Task brief: Which lines in the rows below contain the word "hand"? Identify each one and copy it out in full, treating uppercase and lowercase letters as different.

Exercise inputs:
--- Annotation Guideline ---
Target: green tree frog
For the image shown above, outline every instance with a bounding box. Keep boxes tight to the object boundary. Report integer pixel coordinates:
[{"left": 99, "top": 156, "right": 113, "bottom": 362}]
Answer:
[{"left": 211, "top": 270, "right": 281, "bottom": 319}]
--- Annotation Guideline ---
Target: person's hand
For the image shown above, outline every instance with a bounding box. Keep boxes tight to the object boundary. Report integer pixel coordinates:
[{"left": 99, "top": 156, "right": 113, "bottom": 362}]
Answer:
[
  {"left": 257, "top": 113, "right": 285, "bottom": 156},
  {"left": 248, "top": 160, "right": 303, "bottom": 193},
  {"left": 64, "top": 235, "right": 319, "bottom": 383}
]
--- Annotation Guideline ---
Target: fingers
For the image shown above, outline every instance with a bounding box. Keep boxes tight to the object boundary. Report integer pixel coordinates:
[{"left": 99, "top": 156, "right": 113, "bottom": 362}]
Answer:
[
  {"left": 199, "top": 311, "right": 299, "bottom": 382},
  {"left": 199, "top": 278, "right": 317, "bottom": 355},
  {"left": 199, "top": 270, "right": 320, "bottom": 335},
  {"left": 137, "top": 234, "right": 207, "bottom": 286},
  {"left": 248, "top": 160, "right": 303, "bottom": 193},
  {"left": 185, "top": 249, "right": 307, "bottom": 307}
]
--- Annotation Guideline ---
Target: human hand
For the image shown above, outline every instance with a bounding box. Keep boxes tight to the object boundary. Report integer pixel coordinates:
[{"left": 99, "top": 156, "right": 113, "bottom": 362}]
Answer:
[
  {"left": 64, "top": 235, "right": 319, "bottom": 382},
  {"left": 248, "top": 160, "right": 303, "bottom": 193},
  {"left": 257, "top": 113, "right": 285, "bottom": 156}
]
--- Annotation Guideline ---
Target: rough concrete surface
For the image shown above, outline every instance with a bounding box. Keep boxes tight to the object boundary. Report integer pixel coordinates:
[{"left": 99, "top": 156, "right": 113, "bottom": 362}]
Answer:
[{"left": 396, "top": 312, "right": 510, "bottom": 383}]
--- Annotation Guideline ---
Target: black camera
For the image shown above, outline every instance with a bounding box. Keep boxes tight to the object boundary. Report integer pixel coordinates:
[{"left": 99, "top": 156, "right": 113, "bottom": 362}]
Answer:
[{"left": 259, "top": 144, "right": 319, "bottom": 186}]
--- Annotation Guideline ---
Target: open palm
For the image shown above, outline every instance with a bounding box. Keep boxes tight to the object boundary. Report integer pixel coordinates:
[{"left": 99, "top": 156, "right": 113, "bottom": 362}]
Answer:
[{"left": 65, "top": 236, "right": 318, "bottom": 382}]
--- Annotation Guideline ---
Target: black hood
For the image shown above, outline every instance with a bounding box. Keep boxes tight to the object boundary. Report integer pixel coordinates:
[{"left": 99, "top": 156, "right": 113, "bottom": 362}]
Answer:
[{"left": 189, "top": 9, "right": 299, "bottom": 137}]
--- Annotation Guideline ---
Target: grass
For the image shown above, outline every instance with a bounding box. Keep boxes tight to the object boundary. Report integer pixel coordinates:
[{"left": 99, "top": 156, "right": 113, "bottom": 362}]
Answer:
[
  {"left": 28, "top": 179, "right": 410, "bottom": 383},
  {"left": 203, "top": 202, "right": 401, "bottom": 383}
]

Worked solution:
Target: person's hand
Target: human hand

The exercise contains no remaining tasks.